- [Extrait fourni]
■ ■ ■
Le Président (M. Provençal)  : Merci. Je vais céder la parole, pour conclure, au député de Jonquière.

• (12 h 20) •

M. Gaudreault : Oui, merci. Bien, écoutez, moi, je veux vous féliciter parce que, si on est ici, comme commission parlementaire, c'est à cause de vous autres, c'est à cause du travail que vous avez fait, des deux lettres que vous avez écrites, et je veux vous dire que vous êtes la démonstration que ça marche, d'interpeler des députés, d'interpeler l'Assemblée nationale, contrairement à un certain cynisme ambiant où ce n'est bon rien, c'est juste des commissions parlementaires, faux.

Cependant, ça ne veut pas dire que votre travail s'arrête aujourd'hui. Moi, je continue de croire, en tout cas, en votre action puis la force de votre groupe, parce que, si, par exemple, on va vers un comité conjoint MSSS, ministère de l'Éducation, bien, il ne faut pas qu'il demeure sur une tablette, ce comité-là, puis il faut qu'il travaille. Alors, moi, je compte sur votre groupe, là, de 60, puis peut-être qu'il va augmenter, pour continuer de mettre de la pression sur ce comité pour arriver à des résultats.
■ ■ ■
- [Matériel fourni]
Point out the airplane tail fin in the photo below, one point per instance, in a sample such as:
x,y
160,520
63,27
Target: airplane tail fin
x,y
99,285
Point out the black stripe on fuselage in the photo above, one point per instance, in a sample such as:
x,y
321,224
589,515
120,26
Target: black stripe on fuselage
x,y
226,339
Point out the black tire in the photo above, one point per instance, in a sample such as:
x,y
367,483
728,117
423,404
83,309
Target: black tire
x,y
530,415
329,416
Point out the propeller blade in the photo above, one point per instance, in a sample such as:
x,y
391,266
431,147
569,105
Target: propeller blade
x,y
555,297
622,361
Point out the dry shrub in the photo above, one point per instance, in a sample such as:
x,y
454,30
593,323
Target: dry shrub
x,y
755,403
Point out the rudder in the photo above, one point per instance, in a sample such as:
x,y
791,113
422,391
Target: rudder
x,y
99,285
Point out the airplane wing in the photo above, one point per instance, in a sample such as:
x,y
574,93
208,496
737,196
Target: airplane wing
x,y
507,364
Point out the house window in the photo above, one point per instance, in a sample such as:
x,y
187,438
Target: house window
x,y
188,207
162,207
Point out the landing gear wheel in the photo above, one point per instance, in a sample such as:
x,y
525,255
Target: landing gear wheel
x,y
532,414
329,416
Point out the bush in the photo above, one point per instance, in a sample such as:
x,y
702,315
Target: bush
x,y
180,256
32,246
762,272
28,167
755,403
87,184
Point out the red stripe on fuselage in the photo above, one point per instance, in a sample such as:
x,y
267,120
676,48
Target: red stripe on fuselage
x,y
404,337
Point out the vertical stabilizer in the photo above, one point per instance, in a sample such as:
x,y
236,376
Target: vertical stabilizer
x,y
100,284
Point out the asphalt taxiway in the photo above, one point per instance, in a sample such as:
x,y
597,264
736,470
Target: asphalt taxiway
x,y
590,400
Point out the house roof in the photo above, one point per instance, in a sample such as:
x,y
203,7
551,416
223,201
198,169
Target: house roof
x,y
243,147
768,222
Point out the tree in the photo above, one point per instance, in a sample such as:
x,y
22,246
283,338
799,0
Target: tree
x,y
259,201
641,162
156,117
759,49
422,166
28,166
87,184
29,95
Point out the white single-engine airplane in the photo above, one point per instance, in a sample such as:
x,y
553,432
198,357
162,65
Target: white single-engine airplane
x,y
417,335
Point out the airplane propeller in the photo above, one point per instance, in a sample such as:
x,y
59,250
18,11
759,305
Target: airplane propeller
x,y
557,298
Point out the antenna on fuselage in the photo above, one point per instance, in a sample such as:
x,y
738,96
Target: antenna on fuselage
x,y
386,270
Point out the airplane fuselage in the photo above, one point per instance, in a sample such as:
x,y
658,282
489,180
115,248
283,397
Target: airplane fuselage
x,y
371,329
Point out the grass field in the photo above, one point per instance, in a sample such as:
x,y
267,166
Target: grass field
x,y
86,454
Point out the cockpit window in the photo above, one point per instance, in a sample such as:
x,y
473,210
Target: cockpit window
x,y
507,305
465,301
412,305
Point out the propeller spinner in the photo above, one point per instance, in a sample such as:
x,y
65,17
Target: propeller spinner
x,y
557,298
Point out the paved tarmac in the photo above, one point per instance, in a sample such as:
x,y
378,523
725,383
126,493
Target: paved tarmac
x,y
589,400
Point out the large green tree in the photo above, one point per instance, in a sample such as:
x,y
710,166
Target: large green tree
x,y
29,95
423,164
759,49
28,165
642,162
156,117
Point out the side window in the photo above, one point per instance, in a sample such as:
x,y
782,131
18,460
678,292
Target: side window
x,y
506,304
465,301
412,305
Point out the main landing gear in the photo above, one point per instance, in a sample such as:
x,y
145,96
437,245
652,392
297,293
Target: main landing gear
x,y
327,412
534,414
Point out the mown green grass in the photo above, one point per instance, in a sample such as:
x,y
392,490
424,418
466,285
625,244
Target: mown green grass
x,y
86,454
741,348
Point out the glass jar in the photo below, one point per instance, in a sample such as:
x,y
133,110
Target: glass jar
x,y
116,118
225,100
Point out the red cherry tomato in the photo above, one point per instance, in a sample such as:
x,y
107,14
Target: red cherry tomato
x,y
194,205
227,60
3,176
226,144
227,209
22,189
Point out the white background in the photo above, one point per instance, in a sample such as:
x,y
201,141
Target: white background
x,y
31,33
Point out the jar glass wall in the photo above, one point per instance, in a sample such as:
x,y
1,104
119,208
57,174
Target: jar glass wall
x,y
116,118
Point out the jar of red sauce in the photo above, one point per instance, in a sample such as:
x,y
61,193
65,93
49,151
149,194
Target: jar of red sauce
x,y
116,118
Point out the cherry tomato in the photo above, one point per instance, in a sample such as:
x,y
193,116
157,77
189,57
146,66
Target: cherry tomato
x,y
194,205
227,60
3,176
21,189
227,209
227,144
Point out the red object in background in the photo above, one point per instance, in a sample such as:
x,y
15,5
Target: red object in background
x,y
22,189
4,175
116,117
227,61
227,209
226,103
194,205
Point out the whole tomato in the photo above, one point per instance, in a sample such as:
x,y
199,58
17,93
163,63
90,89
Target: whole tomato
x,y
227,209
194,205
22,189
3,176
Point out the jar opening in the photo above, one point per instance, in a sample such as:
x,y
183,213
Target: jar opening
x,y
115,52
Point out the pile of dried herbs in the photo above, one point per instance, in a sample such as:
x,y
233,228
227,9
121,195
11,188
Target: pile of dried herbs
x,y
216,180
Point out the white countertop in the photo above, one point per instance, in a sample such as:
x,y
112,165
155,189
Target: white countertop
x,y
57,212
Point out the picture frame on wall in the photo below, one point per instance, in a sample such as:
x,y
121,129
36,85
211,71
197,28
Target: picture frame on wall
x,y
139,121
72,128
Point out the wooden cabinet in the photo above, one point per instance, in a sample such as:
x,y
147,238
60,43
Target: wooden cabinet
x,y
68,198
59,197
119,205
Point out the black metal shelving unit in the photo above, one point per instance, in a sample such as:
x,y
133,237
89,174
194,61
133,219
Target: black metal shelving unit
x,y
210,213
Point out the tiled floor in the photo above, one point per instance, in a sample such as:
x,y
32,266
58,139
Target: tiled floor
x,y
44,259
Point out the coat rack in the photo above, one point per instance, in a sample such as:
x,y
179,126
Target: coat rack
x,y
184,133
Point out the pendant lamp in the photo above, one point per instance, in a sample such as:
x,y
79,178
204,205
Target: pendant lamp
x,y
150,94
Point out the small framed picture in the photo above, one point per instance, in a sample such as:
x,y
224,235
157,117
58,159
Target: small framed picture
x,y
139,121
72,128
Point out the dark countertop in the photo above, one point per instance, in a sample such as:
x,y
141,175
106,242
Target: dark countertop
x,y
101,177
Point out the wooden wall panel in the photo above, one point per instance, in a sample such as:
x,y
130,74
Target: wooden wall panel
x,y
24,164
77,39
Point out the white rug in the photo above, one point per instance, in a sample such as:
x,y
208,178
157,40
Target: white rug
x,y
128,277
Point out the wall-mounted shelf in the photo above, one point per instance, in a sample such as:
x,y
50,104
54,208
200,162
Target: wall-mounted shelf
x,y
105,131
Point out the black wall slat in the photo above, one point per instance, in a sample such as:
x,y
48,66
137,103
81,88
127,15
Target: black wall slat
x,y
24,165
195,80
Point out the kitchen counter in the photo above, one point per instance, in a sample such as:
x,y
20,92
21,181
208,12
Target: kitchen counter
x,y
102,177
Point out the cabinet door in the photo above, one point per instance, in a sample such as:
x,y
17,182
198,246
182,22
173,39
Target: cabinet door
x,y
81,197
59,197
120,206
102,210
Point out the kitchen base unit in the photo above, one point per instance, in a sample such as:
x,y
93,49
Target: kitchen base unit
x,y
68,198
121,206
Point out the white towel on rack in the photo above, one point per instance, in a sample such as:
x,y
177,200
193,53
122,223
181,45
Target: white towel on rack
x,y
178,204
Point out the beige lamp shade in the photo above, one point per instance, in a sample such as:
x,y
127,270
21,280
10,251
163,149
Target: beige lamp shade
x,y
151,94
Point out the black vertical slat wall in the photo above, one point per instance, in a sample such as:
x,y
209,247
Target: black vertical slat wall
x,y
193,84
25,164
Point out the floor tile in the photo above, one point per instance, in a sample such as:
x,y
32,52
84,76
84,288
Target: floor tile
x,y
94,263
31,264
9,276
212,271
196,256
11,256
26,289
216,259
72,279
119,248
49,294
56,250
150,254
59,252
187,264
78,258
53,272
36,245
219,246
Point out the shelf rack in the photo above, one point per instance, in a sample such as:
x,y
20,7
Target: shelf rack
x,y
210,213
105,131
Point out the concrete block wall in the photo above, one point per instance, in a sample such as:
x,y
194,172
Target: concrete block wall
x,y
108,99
■ ■ ■
- [Tâche assignée]
Recopie le passage de l'extrait qui commence à "Cependant, ça ne" et se termine à "à des résultats.", en renommant "groupe" en "collectif". Les lignes forment un matériau distinct de l'extrait.

- [Réponse proposée]
Cependant, ça ne veut pas dire que votre travail s'arrête aujourd'hui. Moi, je continue de croire, en tout cas, en votre action puis la force de votre collectif, parce que, si, par exemple, on va vers un comité conjoint MSSS, ministère de l'Éducation, bien, il ne faut pas qu'il demeure sur une tablette, ce comité-là, puis il faut qu'il travaille. Alors, moi, je compte sur votre collectif, là, de 60, puis peut-être qu'il va augmenter, pour continuer de mettre de la pression sur ce comité pour arriver à des résultats.